> [Description of the task]:
Please report how many lines in the records below contain "sidewalk". Reply with the number alone.
== Dataset records
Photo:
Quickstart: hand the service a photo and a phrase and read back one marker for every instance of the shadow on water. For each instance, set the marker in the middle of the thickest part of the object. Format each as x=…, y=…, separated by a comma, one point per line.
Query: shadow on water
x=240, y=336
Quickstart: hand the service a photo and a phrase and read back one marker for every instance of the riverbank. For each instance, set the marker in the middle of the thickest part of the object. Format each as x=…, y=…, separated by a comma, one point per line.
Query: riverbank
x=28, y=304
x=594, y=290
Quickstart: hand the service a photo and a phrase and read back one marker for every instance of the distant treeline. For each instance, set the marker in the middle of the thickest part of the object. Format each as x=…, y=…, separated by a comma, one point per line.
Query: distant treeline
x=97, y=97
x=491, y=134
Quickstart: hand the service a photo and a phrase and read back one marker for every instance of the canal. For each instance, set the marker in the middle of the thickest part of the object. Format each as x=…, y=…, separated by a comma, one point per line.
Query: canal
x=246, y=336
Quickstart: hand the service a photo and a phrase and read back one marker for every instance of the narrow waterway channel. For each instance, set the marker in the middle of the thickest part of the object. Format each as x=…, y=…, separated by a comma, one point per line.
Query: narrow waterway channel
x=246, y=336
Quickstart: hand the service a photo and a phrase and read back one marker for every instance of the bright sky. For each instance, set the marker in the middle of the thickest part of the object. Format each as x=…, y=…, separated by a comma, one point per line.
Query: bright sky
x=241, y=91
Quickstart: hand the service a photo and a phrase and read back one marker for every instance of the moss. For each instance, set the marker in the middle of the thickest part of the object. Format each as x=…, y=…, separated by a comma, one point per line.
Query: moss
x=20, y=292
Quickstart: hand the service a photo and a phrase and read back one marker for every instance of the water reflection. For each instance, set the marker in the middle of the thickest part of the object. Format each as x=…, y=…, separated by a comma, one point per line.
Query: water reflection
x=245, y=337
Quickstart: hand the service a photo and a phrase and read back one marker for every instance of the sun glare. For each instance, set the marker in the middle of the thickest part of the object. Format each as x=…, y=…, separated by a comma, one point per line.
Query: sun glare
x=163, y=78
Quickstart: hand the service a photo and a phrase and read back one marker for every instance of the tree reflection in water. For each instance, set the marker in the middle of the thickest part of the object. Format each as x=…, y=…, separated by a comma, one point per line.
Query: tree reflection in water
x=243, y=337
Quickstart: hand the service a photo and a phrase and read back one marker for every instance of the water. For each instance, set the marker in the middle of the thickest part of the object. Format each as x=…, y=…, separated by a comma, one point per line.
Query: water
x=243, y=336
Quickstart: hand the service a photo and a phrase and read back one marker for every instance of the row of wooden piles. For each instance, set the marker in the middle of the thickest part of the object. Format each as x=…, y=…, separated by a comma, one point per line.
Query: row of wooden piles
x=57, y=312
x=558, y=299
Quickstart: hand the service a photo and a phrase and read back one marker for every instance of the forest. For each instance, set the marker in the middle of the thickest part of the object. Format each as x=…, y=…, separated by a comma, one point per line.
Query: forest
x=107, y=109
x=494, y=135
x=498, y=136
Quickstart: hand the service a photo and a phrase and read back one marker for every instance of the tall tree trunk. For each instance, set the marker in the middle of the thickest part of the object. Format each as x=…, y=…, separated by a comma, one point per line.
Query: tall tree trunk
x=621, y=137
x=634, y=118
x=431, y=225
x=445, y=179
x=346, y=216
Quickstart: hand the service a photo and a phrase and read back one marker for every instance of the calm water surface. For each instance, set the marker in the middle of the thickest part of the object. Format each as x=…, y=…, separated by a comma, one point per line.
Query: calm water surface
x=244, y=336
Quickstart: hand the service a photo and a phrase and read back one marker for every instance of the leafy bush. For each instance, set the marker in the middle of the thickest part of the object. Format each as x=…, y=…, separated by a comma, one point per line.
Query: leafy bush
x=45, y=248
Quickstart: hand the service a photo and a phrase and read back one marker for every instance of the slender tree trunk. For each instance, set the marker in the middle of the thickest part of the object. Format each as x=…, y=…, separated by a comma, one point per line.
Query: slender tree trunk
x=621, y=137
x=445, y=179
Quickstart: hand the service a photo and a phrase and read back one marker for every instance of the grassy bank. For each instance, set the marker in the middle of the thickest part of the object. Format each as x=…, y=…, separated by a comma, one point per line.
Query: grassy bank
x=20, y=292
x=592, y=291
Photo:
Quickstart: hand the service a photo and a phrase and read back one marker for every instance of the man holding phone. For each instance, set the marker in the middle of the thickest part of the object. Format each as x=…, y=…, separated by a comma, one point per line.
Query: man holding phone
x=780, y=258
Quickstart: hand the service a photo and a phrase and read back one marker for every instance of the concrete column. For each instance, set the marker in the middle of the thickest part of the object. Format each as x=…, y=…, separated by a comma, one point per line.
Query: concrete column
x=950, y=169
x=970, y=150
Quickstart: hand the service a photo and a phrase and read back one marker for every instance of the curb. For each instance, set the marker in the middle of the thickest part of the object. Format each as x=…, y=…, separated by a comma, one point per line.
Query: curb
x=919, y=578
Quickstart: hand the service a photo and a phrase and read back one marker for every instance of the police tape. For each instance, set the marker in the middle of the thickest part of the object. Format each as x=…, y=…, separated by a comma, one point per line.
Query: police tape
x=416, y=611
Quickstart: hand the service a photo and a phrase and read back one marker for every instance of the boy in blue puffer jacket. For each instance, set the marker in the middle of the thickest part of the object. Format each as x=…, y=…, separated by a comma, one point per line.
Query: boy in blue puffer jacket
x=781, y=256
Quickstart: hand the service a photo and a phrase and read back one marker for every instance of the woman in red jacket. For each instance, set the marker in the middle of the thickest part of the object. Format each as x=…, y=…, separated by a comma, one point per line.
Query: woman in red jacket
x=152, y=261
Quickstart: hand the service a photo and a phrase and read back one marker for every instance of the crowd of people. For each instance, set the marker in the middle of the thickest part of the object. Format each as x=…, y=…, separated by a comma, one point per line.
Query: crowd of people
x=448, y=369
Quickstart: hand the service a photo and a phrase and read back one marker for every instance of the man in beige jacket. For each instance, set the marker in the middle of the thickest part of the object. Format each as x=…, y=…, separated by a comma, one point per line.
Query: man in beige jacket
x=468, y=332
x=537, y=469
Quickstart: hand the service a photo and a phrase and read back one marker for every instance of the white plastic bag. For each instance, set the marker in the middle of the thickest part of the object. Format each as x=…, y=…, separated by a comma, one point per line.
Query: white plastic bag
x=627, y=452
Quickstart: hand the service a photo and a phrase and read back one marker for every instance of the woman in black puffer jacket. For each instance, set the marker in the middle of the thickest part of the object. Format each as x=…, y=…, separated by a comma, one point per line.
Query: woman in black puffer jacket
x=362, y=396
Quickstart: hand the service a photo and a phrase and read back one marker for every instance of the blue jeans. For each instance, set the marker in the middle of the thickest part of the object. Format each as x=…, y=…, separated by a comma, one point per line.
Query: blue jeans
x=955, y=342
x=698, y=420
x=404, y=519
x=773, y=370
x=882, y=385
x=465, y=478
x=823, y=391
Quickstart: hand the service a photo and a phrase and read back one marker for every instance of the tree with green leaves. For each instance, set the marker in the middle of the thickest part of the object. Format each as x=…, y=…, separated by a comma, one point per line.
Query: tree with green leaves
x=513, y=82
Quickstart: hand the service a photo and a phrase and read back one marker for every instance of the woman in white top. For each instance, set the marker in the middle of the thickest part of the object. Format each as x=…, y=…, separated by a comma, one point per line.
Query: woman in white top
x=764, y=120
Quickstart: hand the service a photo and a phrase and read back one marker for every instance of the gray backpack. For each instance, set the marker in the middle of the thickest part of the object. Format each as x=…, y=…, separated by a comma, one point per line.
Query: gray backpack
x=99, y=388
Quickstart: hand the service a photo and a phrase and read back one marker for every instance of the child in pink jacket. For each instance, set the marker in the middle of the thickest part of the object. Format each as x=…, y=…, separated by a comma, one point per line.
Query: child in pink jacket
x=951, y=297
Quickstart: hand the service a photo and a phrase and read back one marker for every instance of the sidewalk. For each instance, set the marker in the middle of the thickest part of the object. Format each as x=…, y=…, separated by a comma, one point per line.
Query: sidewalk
====
> [Answer below]:
2